→ **DESCRIPTION OF THE TASK**
Rewrite the listing below as a Markdown table with the columns Row and Line, covering the listing from its first line through the line containing "point(45, 789)". Give each line its own row number and leave out blank lines.

→ **DATA SUPPLIED**
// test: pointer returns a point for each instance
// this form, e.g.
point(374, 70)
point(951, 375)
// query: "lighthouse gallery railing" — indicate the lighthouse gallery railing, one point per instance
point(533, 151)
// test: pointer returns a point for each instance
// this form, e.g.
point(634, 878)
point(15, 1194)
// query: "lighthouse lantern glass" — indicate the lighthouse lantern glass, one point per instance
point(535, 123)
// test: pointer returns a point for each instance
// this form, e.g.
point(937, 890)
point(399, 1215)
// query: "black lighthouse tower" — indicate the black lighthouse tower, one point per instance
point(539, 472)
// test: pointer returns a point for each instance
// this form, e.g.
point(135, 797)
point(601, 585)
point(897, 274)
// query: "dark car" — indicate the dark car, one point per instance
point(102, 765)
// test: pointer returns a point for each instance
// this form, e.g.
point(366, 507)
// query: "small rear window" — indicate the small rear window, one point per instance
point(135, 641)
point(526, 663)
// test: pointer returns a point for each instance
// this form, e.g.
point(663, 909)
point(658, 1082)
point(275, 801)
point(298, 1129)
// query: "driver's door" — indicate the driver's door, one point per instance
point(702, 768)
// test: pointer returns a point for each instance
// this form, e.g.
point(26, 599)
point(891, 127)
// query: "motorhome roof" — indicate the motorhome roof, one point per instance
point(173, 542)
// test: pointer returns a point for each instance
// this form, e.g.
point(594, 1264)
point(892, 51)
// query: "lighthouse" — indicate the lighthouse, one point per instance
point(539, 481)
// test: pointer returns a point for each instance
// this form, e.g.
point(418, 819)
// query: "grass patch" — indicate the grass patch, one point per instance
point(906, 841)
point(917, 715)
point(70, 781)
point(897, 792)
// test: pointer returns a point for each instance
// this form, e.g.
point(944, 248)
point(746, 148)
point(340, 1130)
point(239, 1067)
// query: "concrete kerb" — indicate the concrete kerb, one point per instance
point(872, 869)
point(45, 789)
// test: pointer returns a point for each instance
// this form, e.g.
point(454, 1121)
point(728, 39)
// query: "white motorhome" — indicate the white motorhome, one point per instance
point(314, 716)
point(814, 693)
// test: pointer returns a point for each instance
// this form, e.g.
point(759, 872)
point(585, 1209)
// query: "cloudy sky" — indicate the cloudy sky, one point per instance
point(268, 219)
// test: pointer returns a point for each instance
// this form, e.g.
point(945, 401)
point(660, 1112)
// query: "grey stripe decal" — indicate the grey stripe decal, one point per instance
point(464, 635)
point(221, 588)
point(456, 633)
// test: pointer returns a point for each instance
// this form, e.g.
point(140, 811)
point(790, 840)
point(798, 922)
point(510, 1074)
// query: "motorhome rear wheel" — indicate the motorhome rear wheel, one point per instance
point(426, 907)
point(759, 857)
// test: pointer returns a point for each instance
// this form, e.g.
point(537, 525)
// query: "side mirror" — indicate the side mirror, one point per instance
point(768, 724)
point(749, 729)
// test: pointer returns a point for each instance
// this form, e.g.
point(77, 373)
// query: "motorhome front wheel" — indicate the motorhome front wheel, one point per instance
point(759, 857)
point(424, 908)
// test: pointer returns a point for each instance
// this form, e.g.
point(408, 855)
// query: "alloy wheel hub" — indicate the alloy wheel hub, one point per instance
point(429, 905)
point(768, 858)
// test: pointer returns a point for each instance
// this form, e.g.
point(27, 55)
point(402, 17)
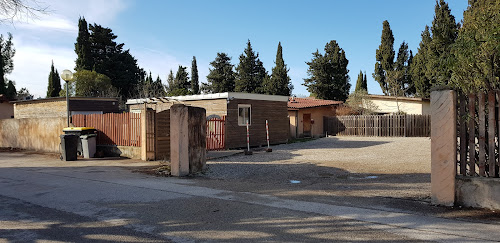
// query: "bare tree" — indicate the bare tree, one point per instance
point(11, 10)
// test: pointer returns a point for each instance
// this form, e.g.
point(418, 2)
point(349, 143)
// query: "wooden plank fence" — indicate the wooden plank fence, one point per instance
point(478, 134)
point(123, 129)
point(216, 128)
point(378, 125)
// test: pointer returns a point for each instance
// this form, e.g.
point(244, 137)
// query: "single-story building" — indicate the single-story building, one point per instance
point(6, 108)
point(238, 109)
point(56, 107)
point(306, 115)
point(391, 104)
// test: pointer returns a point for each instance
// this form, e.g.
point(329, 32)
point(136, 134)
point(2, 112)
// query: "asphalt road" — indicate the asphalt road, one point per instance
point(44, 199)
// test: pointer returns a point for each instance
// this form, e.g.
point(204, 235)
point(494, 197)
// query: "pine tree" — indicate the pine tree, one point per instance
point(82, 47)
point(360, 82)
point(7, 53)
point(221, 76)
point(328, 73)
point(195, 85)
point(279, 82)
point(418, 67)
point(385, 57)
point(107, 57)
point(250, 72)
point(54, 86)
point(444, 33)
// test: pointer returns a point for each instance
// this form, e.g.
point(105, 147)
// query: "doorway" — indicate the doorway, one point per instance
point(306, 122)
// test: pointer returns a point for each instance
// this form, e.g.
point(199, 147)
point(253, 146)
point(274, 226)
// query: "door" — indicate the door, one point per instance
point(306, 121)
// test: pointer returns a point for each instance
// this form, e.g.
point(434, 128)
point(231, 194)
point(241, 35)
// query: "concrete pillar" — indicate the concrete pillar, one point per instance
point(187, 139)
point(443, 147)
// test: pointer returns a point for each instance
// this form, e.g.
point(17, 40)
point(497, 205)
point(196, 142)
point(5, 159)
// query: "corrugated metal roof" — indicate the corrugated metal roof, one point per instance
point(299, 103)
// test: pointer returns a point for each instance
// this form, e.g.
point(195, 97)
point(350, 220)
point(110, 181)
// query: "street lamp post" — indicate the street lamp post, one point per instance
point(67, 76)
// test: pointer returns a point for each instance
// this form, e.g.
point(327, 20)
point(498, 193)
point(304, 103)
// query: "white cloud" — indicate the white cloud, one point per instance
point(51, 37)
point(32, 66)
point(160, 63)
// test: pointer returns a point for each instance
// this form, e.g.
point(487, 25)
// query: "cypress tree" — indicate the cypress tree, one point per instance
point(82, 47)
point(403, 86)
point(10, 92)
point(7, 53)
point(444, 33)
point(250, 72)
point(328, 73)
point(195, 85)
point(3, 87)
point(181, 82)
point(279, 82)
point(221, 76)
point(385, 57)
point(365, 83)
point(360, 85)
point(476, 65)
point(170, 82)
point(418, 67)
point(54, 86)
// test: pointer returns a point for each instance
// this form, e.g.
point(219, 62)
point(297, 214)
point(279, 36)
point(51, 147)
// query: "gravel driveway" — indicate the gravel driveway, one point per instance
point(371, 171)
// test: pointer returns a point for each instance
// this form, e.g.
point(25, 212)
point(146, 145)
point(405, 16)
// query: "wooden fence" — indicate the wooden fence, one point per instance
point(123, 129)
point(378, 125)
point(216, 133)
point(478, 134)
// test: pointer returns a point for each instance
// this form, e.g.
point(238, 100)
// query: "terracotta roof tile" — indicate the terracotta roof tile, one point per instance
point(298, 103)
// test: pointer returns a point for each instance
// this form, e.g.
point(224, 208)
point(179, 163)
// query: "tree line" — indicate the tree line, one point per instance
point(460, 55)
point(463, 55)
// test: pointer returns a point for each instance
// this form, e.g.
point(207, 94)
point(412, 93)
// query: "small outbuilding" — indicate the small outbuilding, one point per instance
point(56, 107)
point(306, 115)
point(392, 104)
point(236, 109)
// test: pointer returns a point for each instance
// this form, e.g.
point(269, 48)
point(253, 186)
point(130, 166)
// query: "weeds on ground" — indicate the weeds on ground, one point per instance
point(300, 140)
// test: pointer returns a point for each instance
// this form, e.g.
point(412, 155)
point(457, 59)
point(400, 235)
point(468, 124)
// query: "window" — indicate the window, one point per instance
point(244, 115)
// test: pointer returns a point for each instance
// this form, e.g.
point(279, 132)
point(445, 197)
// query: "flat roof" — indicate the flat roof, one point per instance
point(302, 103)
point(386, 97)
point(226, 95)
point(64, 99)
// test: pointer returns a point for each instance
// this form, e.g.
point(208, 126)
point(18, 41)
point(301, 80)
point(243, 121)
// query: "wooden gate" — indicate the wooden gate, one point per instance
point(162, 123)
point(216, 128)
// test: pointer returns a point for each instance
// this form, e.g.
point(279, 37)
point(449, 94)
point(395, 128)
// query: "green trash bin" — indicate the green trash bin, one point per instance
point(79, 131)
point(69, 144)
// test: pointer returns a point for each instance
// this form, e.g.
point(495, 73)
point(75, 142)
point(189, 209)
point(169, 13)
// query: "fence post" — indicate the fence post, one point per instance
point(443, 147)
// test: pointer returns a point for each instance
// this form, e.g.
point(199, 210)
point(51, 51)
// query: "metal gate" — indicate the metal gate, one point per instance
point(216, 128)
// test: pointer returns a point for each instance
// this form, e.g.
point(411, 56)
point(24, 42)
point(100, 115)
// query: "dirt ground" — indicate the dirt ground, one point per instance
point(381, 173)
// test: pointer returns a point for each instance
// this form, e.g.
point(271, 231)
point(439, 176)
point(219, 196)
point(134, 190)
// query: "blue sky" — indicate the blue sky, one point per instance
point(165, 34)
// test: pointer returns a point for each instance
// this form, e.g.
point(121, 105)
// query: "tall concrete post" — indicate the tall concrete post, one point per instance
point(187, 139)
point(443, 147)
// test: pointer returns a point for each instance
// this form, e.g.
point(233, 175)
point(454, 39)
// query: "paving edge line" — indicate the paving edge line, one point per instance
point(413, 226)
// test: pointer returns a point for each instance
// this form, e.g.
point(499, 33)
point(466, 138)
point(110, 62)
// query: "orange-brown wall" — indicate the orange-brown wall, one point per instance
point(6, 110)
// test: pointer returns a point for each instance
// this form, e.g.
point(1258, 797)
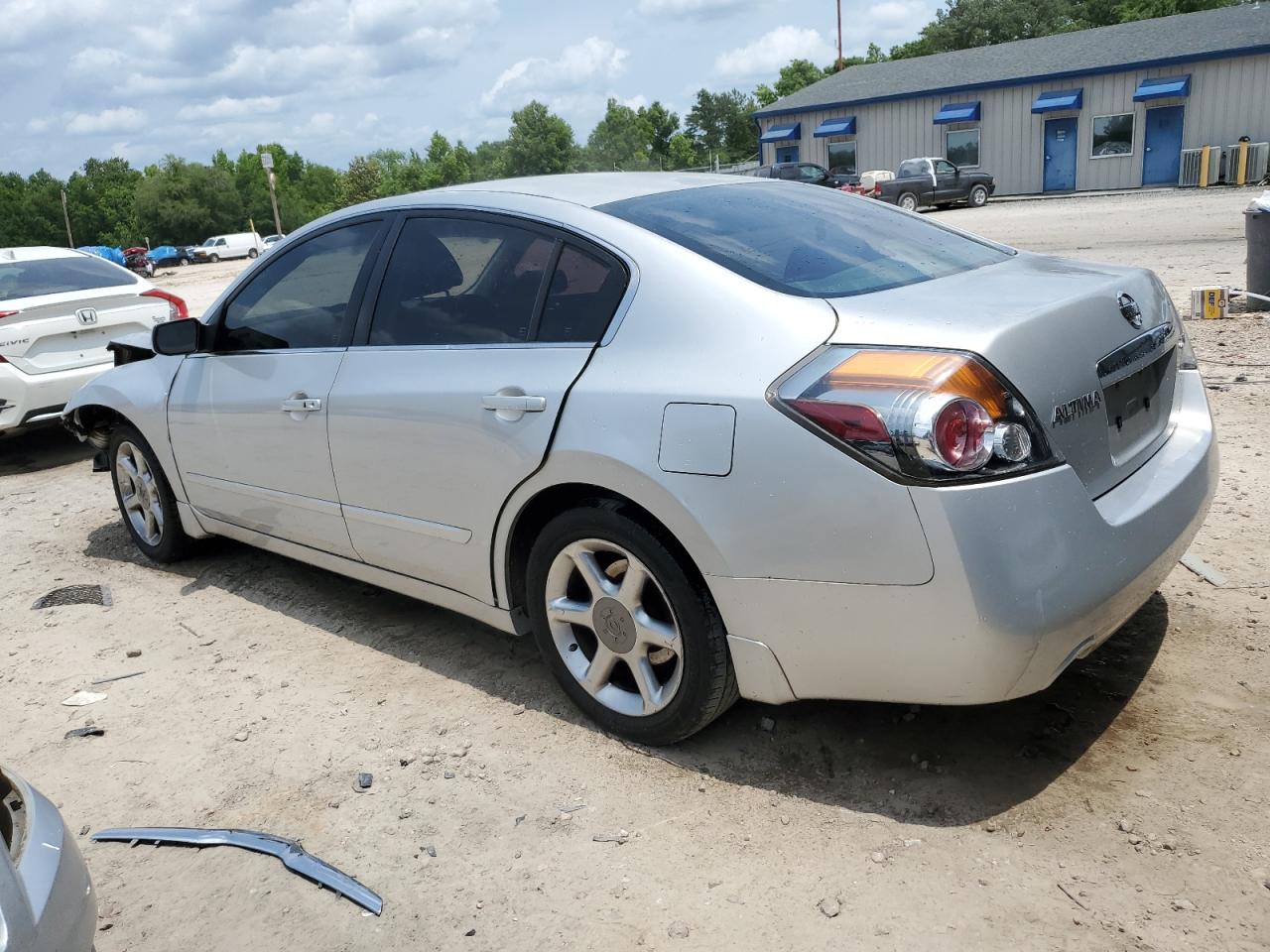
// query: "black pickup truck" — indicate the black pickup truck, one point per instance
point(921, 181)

→ **ANSWER TO THIS PROBLEM**
| Row | Line |
|---|---|
| 1 | // test: pointer returns a point for each instance |
| 2 | // this form, e.g. |
| 3 | point(374, 70) |
| 4 | point(951, 375) |
| 5 | // query: "lighthouse gallery railing" — indicate the lighthouse gallery railing, one point per instance |
| 6 | point(533, 151) |
| 7 | // test: pointer returns a point for each instance |
| 8 | // this form, e.g. |
| 9 | point(634, 878) |
| 10 | point(15, 1194) |
| 11 | // query: "lighthouse lantern glass" — indicate the lighthouse lantern glass, one point per instance |
| 12 | point(535, 123) |
| 13 | // test: pointer returns a point for each instance |
| 14 | // this form, e.g. |
| 15 | point(937, 890) |
| 16 | point(399, 1215) |
| 17 | // query: "black lighthouse tower" — indicate the black lighthouse tower, one point per instance |
| 18 | point(539, 472) |
| 19 | // test: pointer returns a point for each instance |
| 20 | // this form, e.g. |
| 21 | point(135, 797) |
| 22 | point(601, 585) |
| 23 | point(897, 274) |
| 24 | // query: "dark car" — indicate the dark car, one point per instance |
| 25 | point(102, 765) |
| 26 | // test: pointer returns a point for each instance |
| 27 | // this form, e.g. |
| 28 | point(366, 507) |
| 29 | // query: "small rear window" — indicate the small rear window, one point per instance |
| 30 | point(135, 641) |
| 31 | point(526, 663) |
| 32 | // test: pointer returns a point for each instance |
| 33 | // this form, e.g. |
| 34 | point(663, 909) |
| 35 | point(658, 1082) |
| 36 | point(275, 801) |
| 37 | point(298, 1129) |
| 38 | // query: "driver's door" — indicate the driver's door, one point per instance |
| 39 | point(702, 768) |
| 40 | // test: pointer returns a point for each instance |
| 41 | // this form, e.g. |
| 42 | point(26, 599) |
| 43 | point(891, 127) |
| 44 | // query: "motorhome roof" — indicate the motorhome roof, one point per instance |
| 45 | point(173, 542) |
| 46 | // test: pointer returns a point for each instance |
| 47 | // this form, e.g. |
| 48 | point(594, 1264) |
| 49 | point(892, 51) |
| 50 | // query: "lighthouse" — indicate the lighthouse, one point per instance |
| 51 | point(539, 481) |
| 52 | // test: pointer returns a point for each instance |
| 53 | // this form, e.g. |
| 54 | point(418, 819) |
| 55 | // query: "grass patch" — indicate the grass patch, one point per instance |
| 56 | point(906, 841) |
| 57 | point(917, 715) |
| 58 | point(70, 781) |
| 59 | point(897, 792) |
| 60 | // test: pointer returns a point for each instance |
| 61 | // this form, e.g. |
| 62 | point(944, 248) |
| 63 | point(746, 148) |
| 64 | point(340, 1130) |
| 65 | point(239, 1067) |
| 66 | // query: "concrete kerb" — indicate the concrete kerb, one point per instance |
| 67 | point(872, 869) |
| 68 | point(45, 789) |